> Texto fornecido

----

Votos como o de Jones, que Boris já perdeu, foram determinantes nos últimos pleitos para consolidar o governo conservador. Se as projeções das pesquisas de intenção de voto se concretizarem, porém, a mudança na paisagem do cenário político britânico pode se tornar um marco da derrocada dos correligionários do premiê e uma nova chance para os opositores do Partido Trabalhista.

“Isso pode tanto fortalecer a oposição quanto criar o pretexto para que os conservadores, de alguma forma, tentem se ‘livrar’ de Boris antes das próximas eleições [gerais], do próximo teste de força”, afirma Leandro Consentino, cientista político e professor do Insper.

O adeus de Boris, cujo jogo de cintura político até agora o ajudou a se manter no cargo, pode não ocorrer tão facilmente –mas também nunca esteve tão perto. A esperada derrota nas eleições desta quinta pode ser o gatilho para fomentar o voto de desconfiança que há meses assombra o premiê.

Se 54 dos 360 deputados conservadores no Parlamento enviarem a um órgão da legenda um pedido para que sua liderança seja desafiada, dá-se início ao processo que pode desencadear a renúncia.

O precedente já existe. Em 2019, o mau desempenho nas eleições locais foi um presságio para a antecessora de Boris, Theresa May. A conservadora perdeu cerca de 1.300 assentos no pleito em maio daquele ano e, no mês seguinte, viu-se obrigada a renunciar à posição de liderança.

----

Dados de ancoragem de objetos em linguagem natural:
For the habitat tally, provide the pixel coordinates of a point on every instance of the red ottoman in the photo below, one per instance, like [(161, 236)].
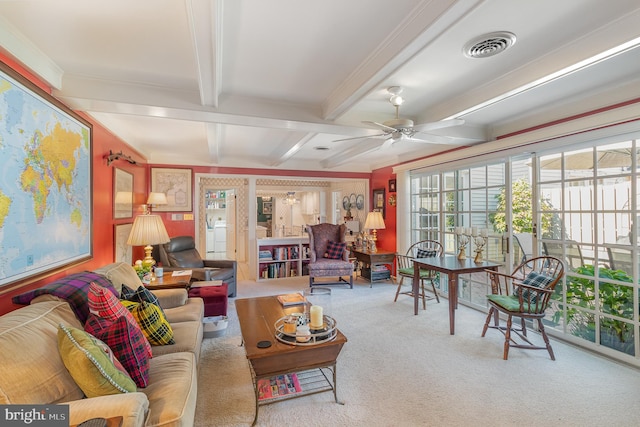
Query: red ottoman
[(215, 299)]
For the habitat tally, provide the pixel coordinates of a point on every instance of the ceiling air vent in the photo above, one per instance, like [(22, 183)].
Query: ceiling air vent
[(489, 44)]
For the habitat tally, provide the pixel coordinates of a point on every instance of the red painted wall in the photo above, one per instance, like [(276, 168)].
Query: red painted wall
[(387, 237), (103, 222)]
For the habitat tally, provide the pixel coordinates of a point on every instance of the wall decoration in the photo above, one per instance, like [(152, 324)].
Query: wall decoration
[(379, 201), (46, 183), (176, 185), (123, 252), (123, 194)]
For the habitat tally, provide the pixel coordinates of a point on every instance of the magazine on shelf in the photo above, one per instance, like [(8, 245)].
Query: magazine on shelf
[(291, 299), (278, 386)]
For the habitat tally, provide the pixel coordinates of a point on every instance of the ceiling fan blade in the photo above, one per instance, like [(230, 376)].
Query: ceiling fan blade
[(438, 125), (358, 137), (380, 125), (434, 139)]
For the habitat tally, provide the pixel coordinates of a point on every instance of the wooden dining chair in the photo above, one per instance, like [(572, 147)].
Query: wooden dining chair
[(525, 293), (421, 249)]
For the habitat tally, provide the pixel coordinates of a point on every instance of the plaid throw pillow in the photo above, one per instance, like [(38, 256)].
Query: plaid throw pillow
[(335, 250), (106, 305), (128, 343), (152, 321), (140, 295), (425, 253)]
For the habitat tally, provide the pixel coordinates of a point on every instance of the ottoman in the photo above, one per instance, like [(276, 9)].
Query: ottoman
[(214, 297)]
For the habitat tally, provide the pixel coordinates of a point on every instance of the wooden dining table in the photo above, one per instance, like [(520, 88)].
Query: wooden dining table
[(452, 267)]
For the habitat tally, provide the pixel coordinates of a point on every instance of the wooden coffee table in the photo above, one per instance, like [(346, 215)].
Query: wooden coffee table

----

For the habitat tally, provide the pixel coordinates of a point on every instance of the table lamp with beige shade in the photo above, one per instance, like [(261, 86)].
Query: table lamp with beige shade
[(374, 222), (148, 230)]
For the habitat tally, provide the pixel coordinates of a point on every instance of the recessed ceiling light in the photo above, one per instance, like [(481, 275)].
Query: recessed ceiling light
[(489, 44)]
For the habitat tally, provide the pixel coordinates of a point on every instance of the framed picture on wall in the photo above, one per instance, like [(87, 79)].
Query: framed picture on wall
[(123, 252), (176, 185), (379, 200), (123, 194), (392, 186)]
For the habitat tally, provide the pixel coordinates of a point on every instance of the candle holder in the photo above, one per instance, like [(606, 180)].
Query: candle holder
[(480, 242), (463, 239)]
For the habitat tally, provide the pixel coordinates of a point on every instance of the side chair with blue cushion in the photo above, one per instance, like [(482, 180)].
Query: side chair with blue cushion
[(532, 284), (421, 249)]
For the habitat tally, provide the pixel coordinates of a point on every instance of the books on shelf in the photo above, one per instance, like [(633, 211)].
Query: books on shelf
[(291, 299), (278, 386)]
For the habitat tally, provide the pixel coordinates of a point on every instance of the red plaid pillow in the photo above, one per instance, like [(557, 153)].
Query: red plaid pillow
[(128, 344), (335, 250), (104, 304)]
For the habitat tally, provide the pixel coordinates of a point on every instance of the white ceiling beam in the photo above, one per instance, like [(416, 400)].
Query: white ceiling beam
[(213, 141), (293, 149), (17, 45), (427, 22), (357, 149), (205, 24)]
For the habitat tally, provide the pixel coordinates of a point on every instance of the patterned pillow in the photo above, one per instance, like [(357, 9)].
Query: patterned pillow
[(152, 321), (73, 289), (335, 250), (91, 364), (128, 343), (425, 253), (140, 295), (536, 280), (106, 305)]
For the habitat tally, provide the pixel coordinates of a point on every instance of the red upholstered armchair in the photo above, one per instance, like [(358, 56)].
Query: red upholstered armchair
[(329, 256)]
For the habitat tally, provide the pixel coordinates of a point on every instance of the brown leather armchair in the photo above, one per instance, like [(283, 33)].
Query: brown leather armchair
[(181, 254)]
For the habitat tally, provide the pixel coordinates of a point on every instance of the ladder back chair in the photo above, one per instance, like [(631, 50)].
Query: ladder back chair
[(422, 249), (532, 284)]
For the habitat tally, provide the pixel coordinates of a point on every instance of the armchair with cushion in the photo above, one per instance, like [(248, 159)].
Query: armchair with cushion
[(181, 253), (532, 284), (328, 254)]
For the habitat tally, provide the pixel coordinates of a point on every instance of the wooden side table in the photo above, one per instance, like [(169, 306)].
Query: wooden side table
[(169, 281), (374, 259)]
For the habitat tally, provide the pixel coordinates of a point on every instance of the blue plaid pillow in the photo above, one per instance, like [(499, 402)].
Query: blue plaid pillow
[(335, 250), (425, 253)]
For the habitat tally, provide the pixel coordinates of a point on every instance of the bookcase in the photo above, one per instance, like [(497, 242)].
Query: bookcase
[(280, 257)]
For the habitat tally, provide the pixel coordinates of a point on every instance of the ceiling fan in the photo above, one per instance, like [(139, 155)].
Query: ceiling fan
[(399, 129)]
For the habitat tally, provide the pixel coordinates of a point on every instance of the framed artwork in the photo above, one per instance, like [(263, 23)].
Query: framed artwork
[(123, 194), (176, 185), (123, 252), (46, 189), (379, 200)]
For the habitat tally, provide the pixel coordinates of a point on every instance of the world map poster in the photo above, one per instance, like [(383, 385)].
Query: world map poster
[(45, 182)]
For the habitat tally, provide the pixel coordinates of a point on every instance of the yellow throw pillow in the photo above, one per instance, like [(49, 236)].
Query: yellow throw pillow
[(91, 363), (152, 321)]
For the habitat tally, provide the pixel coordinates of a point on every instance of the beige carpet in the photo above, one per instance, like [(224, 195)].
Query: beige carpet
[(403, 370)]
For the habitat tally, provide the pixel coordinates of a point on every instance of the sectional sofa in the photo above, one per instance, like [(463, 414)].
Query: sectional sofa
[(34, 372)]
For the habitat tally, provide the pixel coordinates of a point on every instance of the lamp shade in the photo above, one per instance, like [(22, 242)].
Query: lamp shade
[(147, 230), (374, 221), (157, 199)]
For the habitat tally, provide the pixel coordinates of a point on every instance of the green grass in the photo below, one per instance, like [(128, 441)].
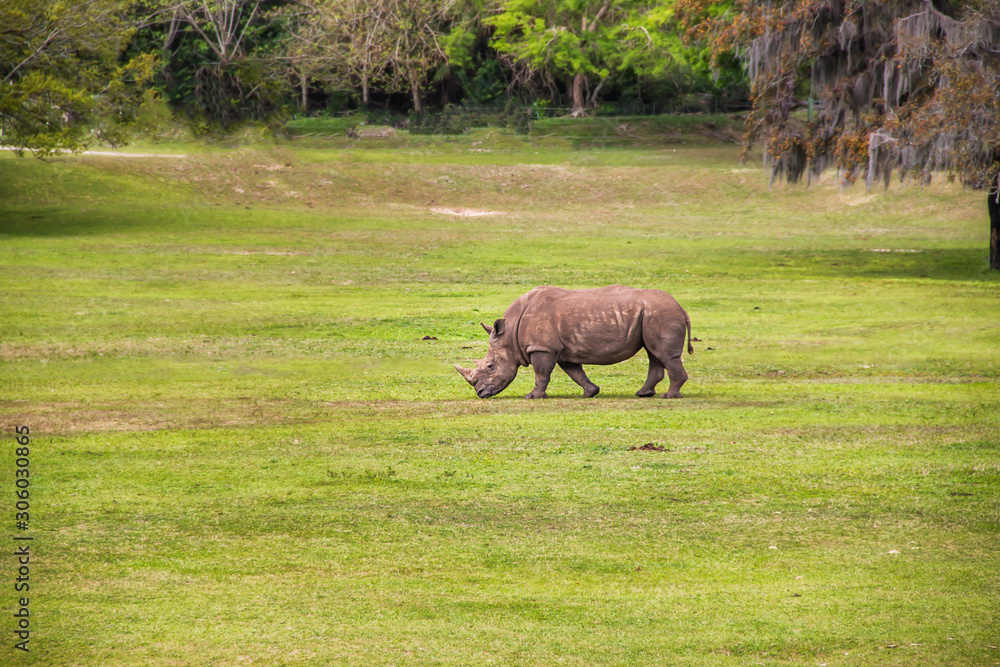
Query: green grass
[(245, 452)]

----

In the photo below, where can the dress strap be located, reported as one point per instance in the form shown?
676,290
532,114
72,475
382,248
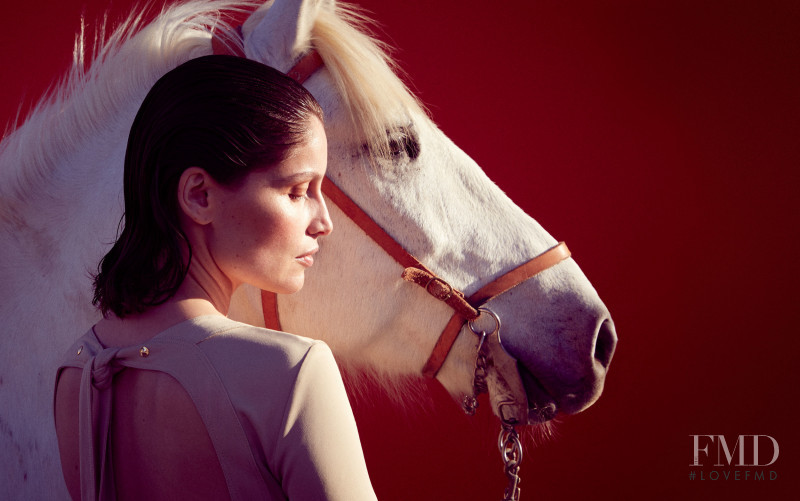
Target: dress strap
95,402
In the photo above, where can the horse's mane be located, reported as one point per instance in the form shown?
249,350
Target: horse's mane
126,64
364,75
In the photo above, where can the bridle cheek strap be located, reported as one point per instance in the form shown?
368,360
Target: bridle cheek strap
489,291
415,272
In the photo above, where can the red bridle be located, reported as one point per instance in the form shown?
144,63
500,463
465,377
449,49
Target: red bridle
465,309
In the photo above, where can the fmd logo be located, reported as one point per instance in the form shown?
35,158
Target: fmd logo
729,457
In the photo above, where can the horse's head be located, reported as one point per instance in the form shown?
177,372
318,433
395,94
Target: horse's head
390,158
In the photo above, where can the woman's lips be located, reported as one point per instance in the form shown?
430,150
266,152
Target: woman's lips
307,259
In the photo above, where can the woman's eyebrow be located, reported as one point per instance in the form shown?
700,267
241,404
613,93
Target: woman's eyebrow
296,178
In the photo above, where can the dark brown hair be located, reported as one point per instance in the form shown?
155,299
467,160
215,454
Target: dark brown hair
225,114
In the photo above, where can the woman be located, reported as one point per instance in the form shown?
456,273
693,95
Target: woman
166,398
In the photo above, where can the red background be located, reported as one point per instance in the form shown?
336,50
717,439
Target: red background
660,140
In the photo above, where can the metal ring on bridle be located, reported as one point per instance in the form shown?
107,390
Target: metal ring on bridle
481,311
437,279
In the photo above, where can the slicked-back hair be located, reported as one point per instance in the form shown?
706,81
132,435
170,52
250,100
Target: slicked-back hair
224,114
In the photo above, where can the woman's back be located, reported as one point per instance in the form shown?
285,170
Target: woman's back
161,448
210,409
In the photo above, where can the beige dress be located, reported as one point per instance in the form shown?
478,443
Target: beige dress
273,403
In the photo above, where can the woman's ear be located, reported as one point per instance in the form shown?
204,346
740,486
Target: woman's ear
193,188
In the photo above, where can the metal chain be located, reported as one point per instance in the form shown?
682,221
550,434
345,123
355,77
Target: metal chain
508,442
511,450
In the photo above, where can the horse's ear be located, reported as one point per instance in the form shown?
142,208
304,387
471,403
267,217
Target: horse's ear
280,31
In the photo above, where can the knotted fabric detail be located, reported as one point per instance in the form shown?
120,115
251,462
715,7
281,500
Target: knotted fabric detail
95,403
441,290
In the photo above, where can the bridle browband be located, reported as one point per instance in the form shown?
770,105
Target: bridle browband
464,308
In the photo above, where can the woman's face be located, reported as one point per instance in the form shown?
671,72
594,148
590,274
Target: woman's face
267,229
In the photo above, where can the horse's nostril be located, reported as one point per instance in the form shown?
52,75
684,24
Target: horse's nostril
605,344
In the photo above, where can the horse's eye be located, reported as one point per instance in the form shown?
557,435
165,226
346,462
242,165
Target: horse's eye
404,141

----

> Tarefa A
Traduza para o inglês esta frase do texto sobre a política britânica: "Em 2019, o mau desempenho nas eleições locais foi um presságio para a antecessora de Boris, Theresa May."
> Tarefa B
Dê continuidade ao texto sobre a política britânica a partir do ponto em que ele termina.

> Resultado da tarefa A
In 2019, the poor performance in the local elections was an omen for Boris's predecessor, Theresa May.

> Resultado da tarefa B
Carolina Pavese, professora de relações internacionais da ESPM, afirma que a eleição não trará grandes surpresas em termos de que partido domina cada região do país. Mas o cenário de longo prazo pode ser alterado e influenciar as eleições gerais, previstas, ainda que sem data definida, para 2023.

“O que vai se tirar agora é uma fotografia da situação política atual, da opinião pública hoje, mas isso vai dar insumo para os partidos trabalharem o que falta em suas imagens e em suas agendas.”

Na visão da especialista, Boris agiu de forma semelhante a Joe Biden e conseguiu angariar capital político interno por meio de uma crise externa como a Guerra da Ucrânia. Ambos anunciaram nas últimas semanas pacotes bilionários de ajuda a Kiev. O britânico se tornou o primeiro líder ocidental a discursar ao Parlamento ucraniano desde o início do conflito, e lá fez promessas de que a Ucrânia vai vencer a guerra.

“Se, por um lado, a guerra tem um impacto econômico real negativo para o Reino Unido, por outro tem se apresentado como oportunidade para Boris empregar capital político e reforçar seu papel enquanto liderança para tentar modificar a opinião pública a seu favor”, diz Pavese.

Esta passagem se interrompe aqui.